▶ _Document extract_:

┄┄┄┄┄┄┄┄┄┄

Spinning the Doctors

The ads running in trade journals promised something psychiatrists desperately wanted: a safer antipsychotic. But like so much that comes from the pharmaceutical industry, they present a story of spin.

For years, psychiatrists had been giving mentally ill patients drugs that triggered horrific neurological side effects known as extrapyramidal symptoms (EPS). In the 1990s, pharmaceutical companies led by Janssen Pharmaceutica introduced a new class of “atypical” antipsychotics with eye-catching claims: Not only were they less toxic, their neurological impact was minimal.

“Incidence and severity of extrapyramidal symptoms were similar to placebo,” claimed an ad for Janssen’s Risperdal in the April 1994 American Journal of Psychiatry. A placebo, of course, is a sugar pill with no active ingredients that can cause no side effects. What was missing was context.

The studies these claims were based on were conducted with mentally ill patients who were, to start with, on old generation antipsychotics, usually Haldol. To begin the study, all the patients were abruptly taken off their meds. The placebo group went through Haldol withdrawal, a process known to trigger side effects. The others got Risperdal.

“It’s a huge trick,” claims David Cohen, a professor of social work at Miami’s Florida International University, who has written widely on psychiatric medication. “In the group yanked off Haldol and left with nothing, the extrapyramidal symptoms worsen. Of course they do. They’ve just been yanked off Haldol and their brains are going haywire!”

In fact, many patients on Risperdal in Janssen-sponsored studies did experience EPS—just not at a greater rate than those withdrawn from Haldol.

┄┄┄┄┄┄┄┄┄┄

Decide whether each statement below agrees with the article on antipsychotic ads. Answer yes or no, and quote the words of the article that settle it. (a) The Risperdal ad ran in the April 1994 American Journal of Psychiatry. (b) In the studies behind the claims, the placebo group stayed on Haldol. (c) Some patients taking Risperdal in Janssen-sponsored studies had EPS.

▶ _Dataset excerpts_:

┄┄┄┄┄┄┄┄┄┄

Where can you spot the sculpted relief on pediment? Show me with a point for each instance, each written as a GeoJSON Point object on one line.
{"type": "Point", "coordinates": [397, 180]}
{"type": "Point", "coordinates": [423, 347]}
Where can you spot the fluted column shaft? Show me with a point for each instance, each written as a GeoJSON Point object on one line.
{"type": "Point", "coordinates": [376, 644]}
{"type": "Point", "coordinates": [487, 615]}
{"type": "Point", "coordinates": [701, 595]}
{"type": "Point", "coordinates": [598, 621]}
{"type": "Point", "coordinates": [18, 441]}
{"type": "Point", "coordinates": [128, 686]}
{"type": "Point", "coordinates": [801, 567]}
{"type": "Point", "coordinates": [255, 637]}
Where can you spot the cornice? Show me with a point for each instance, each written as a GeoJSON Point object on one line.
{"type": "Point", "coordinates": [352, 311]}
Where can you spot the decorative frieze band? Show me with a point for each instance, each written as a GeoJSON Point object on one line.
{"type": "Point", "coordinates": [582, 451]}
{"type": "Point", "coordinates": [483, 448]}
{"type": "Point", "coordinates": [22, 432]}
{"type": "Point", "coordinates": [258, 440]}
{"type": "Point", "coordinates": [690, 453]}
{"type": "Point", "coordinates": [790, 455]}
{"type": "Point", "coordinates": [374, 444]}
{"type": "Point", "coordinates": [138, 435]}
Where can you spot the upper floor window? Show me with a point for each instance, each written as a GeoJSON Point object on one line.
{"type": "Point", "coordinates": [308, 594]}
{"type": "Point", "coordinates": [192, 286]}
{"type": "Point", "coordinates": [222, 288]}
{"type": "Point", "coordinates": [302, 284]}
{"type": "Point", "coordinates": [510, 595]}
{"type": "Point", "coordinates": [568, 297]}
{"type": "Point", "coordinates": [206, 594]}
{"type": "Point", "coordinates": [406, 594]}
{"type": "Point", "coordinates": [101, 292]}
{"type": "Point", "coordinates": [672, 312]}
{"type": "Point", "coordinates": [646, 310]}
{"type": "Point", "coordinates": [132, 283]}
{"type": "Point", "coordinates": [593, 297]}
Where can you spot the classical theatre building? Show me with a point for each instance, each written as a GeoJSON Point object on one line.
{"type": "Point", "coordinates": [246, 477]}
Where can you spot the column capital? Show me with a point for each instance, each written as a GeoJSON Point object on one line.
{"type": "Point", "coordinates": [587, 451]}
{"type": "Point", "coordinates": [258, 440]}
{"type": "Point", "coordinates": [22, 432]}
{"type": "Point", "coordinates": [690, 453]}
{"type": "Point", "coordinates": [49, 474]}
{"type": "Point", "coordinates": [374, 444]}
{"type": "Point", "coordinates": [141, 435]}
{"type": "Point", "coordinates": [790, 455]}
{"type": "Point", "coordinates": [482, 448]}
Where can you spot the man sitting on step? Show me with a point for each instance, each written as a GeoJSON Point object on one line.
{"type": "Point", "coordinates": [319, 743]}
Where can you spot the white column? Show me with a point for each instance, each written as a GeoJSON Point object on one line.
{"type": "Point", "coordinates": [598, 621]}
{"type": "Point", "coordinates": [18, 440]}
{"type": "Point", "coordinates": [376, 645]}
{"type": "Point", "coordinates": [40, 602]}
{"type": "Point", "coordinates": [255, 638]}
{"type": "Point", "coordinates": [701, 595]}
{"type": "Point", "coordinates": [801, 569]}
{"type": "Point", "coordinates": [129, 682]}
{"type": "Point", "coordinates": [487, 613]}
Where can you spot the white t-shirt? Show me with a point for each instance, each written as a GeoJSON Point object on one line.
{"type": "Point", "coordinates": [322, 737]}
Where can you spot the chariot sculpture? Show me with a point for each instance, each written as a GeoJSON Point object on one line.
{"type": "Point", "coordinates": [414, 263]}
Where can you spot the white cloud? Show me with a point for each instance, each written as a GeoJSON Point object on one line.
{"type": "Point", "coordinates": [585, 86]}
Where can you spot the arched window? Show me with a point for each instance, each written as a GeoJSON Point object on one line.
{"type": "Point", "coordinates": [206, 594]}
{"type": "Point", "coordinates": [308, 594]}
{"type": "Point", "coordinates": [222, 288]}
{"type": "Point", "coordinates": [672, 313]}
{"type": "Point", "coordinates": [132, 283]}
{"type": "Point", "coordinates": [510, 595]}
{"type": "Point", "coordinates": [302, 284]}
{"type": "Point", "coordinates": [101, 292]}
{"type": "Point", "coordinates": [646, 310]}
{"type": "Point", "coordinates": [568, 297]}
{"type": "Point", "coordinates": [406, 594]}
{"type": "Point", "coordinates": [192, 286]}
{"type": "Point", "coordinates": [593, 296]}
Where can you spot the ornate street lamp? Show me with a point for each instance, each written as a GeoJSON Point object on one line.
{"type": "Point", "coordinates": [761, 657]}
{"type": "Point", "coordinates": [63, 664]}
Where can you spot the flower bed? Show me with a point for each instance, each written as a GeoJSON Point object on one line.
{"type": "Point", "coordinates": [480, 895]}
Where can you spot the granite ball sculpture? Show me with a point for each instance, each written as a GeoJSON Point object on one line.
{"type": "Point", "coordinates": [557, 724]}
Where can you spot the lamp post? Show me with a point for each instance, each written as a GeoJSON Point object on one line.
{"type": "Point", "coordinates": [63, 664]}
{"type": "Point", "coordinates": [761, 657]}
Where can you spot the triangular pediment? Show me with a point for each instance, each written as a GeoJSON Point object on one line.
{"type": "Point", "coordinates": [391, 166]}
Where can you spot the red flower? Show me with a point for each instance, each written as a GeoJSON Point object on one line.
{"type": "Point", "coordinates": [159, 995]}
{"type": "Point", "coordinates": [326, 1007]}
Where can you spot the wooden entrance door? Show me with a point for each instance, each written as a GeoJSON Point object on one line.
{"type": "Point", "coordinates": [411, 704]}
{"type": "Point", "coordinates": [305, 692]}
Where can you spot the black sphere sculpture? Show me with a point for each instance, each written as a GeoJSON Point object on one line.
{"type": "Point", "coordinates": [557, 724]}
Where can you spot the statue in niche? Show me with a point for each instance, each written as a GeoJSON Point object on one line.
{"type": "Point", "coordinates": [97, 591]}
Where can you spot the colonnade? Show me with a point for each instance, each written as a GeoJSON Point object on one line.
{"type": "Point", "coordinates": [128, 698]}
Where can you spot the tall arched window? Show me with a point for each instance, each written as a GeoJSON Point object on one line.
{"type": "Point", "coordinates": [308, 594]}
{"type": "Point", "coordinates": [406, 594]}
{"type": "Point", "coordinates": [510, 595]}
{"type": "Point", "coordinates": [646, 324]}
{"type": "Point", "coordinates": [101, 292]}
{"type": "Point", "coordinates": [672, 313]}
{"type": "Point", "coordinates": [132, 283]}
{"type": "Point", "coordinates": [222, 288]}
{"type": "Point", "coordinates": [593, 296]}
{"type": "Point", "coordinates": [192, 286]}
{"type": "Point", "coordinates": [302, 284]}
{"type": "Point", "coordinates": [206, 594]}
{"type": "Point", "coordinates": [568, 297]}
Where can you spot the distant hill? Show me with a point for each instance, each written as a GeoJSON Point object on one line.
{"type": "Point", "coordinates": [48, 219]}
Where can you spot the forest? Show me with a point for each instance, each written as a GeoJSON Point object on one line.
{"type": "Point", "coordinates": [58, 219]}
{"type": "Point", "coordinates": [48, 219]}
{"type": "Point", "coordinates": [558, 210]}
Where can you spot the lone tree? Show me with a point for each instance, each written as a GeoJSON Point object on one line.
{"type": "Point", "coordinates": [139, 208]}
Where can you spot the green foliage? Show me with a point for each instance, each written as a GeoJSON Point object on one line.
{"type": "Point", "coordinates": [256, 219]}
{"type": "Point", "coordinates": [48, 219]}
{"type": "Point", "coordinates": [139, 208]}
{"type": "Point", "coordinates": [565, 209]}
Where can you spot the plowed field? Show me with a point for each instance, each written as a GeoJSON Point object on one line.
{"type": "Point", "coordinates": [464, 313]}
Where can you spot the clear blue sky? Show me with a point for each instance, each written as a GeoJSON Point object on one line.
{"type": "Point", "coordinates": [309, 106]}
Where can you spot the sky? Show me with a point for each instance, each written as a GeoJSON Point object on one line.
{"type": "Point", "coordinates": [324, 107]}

┄┄┄┄┄┄┄┄┄┄

▶ _Exercise response_:
(a) Yes: "claimed an ad for Janssen’s Risperdal in the April 1994 American Journal of Psychiatry."
(b) No: "The placebo group went through Haldol withdrawal, a process known to trigger side effects."
(c) Yes: "many patients on Risperdal in Janssen-sponsored studies did experience EPS."